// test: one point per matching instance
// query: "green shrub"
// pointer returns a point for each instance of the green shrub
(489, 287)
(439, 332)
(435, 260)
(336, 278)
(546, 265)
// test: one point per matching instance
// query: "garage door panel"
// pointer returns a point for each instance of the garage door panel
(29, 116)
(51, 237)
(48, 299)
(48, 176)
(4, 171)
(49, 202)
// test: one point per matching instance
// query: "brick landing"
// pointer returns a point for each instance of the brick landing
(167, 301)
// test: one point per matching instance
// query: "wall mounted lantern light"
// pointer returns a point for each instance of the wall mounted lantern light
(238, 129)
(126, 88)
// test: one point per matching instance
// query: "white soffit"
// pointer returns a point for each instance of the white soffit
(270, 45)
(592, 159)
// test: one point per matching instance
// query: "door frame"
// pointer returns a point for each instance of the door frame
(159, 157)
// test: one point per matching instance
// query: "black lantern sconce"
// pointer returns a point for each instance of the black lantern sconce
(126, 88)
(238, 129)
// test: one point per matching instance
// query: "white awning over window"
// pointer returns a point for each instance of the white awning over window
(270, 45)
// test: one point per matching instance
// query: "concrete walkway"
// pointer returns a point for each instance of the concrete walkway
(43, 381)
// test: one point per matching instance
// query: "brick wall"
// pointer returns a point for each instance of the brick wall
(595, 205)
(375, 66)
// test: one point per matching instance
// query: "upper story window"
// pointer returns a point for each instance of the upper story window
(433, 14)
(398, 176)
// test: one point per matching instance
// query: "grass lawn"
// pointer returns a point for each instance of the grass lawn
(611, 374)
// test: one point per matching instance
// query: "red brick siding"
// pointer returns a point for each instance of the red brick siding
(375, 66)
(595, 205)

--

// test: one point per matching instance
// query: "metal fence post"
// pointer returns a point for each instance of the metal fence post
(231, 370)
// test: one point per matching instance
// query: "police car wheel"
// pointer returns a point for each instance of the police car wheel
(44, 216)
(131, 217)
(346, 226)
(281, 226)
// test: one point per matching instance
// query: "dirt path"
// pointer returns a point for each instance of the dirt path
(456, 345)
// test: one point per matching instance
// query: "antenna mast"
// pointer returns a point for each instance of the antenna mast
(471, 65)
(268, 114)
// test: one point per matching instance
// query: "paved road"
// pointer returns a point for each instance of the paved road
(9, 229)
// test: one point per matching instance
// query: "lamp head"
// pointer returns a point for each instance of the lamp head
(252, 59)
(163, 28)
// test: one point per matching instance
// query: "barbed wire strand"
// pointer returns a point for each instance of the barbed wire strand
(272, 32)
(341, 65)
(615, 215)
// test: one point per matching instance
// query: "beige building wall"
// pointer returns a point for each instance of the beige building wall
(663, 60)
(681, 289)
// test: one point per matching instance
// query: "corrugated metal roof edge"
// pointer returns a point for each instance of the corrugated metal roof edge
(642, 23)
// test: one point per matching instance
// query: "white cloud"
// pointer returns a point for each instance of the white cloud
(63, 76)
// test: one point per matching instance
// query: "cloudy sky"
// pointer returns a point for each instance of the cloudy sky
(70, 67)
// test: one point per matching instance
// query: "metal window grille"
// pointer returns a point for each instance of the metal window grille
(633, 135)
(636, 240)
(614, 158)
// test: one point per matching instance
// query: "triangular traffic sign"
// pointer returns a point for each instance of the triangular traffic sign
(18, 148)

---

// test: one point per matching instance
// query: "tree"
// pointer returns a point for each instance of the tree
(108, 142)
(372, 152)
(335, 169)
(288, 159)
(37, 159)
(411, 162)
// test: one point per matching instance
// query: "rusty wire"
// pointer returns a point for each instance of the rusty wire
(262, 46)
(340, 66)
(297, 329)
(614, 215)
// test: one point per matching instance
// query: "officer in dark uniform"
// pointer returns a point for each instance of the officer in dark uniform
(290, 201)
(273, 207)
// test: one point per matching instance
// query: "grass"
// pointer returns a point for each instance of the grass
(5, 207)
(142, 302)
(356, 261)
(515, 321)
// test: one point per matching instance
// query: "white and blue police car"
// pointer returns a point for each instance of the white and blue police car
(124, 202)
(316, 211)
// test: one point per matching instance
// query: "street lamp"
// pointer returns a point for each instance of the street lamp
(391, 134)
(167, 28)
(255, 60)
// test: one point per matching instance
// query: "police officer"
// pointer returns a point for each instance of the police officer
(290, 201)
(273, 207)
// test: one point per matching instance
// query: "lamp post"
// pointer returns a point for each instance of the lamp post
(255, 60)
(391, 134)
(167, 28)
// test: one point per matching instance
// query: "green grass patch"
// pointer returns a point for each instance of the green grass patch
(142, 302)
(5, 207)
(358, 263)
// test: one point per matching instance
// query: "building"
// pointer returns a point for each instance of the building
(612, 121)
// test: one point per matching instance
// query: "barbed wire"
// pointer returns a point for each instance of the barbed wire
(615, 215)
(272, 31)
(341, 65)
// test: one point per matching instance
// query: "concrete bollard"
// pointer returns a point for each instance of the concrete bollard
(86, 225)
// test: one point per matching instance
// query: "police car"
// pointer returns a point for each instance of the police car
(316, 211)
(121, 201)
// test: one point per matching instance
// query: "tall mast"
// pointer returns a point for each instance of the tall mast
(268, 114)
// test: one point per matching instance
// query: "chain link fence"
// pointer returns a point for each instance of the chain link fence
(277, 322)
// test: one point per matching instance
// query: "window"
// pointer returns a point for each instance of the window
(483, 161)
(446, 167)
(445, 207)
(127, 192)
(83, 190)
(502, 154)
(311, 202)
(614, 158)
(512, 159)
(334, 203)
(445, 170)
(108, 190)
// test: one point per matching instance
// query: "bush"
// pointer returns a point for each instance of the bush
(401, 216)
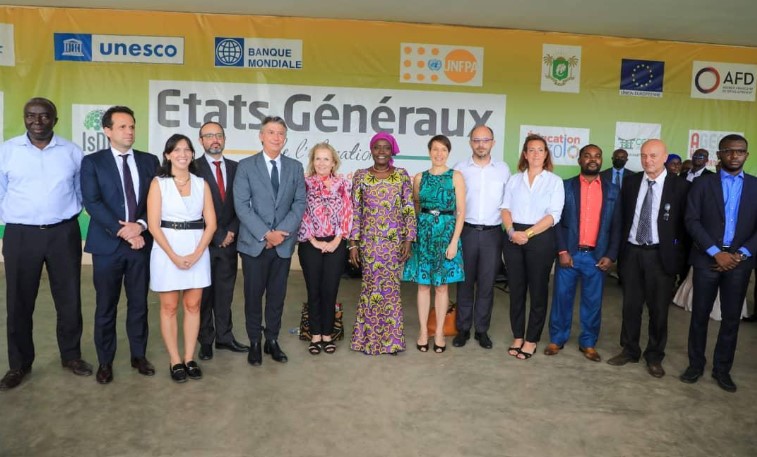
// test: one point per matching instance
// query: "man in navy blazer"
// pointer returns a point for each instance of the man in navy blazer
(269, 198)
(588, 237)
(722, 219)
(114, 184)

● **STATED TASK**: Which lines of the material above contain the string "roof"? Show each such line in full, treating uppercase and lowercase letters as distinct.

● **WRITTEN REPLY**:
// query: "corrugated metal roof edge"
// pointer returns a point for each instance of the corrugated metal roof edge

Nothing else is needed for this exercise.